INPUT RECORDS below:
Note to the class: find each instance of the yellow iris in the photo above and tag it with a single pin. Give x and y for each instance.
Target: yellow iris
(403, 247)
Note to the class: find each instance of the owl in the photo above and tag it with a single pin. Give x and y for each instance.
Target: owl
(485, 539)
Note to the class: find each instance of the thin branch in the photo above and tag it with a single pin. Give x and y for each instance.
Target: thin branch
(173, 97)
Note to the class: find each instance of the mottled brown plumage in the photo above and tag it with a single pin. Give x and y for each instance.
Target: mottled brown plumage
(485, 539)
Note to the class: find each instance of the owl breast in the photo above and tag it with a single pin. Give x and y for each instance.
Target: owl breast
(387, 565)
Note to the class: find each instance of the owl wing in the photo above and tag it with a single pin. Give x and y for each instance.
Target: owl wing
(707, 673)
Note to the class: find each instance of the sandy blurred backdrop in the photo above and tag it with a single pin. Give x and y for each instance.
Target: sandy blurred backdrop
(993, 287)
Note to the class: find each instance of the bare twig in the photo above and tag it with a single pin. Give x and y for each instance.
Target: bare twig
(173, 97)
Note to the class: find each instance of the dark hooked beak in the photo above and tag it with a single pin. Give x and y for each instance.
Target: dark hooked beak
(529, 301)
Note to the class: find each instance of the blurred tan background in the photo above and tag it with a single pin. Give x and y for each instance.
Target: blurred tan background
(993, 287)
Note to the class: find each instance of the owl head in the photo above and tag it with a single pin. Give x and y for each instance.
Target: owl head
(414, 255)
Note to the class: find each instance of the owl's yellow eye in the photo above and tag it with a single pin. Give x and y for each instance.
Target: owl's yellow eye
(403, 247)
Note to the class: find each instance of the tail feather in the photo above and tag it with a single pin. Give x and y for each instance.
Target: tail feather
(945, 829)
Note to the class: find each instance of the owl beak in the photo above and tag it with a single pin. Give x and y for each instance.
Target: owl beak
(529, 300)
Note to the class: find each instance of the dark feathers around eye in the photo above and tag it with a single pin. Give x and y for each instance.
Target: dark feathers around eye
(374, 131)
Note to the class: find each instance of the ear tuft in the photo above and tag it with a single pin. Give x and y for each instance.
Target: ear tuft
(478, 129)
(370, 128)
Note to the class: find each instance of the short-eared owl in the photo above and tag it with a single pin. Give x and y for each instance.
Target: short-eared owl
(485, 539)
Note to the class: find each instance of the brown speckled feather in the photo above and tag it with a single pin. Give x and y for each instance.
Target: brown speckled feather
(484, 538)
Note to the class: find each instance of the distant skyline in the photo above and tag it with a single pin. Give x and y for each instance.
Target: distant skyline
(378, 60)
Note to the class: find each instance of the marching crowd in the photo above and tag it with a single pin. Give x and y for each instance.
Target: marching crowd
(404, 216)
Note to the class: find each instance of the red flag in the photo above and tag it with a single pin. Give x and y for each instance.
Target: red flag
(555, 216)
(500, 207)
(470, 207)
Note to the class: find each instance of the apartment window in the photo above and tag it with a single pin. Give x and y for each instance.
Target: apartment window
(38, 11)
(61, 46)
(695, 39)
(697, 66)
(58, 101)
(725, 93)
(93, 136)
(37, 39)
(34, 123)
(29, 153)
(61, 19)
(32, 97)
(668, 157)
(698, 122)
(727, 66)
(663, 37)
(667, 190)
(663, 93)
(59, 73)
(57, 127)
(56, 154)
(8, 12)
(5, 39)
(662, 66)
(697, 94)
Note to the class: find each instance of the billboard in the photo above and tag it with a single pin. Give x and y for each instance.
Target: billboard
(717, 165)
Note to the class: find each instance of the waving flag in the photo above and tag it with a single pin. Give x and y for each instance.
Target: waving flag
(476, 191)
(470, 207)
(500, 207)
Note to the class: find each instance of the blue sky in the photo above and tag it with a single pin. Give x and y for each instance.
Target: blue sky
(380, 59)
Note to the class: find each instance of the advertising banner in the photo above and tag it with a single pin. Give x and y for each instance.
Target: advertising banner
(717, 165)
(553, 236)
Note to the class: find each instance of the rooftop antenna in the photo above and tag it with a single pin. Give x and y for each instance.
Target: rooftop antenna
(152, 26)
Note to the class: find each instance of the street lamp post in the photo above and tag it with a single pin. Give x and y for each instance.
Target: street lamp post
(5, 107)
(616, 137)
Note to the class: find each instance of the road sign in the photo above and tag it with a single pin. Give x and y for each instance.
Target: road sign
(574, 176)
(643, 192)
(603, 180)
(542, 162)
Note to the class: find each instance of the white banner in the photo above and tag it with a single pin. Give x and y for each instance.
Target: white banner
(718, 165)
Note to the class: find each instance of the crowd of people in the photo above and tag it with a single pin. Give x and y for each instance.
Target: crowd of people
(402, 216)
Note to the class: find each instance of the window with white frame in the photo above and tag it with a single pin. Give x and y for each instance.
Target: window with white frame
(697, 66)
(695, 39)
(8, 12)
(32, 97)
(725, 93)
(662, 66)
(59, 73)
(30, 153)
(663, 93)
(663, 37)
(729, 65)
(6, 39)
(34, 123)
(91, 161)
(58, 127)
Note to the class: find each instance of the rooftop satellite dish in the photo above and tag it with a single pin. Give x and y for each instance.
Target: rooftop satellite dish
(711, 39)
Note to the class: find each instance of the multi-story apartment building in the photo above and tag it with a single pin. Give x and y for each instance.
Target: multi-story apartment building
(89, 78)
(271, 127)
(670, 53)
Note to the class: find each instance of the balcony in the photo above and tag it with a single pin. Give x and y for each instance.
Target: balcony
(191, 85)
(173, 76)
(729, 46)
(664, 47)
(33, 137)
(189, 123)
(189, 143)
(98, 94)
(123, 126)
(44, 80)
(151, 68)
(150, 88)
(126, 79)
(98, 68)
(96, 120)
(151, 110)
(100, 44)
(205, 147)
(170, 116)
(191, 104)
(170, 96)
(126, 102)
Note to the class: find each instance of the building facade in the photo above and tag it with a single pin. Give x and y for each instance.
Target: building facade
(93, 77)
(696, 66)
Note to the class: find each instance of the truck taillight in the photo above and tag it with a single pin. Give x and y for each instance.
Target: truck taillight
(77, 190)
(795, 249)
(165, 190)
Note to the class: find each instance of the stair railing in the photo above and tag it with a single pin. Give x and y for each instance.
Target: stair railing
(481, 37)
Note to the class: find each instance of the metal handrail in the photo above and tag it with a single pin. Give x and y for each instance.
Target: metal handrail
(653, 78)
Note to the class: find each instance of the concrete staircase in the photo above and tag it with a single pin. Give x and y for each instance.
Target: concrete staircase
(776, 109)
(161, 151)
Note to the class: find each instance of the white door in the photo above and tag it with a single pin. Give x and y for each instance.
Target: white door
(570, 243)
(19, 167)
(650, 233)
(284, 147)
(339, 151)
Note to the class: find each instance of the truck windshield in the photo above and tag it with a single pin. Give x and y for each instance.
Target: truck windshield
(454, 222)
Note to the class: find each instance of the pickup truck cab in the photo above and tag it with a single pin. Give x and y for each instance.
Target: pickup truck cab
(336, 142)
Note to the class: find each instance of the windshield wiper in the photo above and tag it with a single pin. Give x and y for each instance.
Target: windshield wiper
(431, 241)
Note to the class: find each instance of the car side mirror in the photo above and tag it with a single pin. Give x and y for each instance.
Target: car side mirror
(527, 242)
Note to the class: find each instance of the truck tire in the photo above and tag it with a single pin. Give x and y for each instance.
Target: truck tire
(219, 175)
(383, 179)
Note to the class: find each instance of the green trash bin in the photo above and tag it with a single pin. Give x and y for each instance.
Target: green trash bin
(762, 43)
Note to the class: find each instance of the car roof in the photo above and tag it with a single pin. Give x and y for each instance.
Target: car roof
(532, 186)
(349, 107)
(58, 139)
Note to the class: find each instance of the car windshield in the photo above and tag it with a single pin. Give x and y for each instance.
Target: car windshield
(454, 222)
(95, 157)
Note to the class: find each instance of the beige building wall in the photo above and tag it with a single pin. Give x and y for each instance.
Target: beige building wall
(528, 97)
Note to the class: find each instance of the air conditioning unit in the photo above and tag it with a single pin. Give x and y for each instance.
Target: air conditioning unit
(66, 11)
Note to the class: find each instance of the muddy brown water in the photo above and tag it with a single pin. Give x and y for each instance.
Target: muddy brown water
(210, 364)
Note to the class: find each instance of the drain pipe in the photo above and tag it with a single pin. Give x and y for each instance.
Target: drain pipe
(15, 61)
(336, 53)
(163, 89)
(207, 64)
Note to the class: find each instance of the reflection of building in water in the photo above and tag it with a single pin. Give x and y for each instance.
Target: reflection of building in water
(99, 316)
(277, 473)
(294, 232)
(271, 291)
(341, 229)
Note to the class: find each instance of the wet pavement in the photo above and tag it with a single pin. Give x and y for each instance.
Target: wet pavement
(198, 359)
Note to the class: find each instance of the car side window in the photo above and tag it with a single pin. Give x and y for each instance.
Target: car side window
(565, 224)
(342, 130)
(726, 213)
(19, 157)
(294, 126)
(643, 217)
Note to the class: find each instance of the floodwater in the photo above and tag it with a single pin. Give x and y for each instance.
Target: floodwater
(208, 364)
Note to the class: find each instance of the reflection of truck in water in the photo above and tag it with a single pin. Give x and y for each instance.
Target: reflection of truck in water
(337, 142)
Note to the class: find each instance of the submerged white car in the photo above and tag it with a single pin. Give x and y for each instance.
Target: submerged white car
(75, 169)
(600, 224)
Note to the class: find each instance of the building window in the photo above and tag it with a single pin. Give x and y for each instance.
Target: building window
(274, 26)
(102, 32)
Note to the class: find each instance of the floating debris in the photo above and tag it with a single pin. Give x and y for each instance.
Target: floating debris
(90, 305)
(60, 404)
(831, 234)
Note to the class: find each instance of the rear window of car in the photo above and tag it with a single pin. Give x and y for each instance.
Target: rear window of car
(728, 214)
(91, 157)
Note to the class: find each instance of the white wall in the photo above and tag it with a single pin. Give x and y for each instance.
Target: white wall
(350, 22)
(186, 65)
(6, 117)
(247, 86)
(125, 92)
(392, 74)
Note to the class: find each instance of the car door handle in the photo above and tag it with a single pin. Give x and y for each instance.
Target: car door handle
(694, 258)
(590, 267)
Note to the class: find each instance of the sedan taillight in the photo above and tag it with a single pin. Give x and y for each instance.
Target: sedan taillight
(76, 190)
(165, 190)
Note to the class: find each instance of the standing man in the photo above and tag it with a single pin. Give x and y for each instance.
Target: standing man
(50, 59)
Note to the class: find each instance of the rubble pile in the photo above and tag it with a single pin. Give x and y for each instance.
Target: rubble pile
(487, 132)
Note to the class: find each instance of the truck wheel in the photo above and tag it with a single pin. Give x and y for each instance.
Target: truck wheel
End of INPUT RECORDS.
• **ASSIGNED TASK**: All lines in the entries above that include "wheel" should be found and copied.

• **WRITTEN RESPONSE**:
Note to the class: find each instance of the truck wheel in the photo above and tag it with a single pin. Give x and y for each instance.
Target: truck wheel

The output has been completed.